WHAT NEEDS TO BE DONE = Please recast the entries below as a Markdown table with the columns Row and Entry Line, giving each non-blank line its own numbered row and leaving out blank lines.

==================================================

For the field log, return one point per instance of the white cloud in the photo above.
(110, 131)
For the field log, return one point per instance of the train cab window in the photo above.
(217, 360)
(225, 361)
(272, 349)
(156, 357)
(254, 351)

==================================================

TASK SOLUTION =
| Row | Entry Line |
|---|---|
| 1 | For the field log, return one point per instance of the white cloud in the photo above. |
| 2 | (110, 131) |
| 3 | For the field log, return one point per instance of the train cab window in the photo above. |
| 4 | (217, 360) |
| 5 | (225, 361) |
| 6 | (272, 349) |
| 7 | (156, 357) |
| 8 | (254, 351) |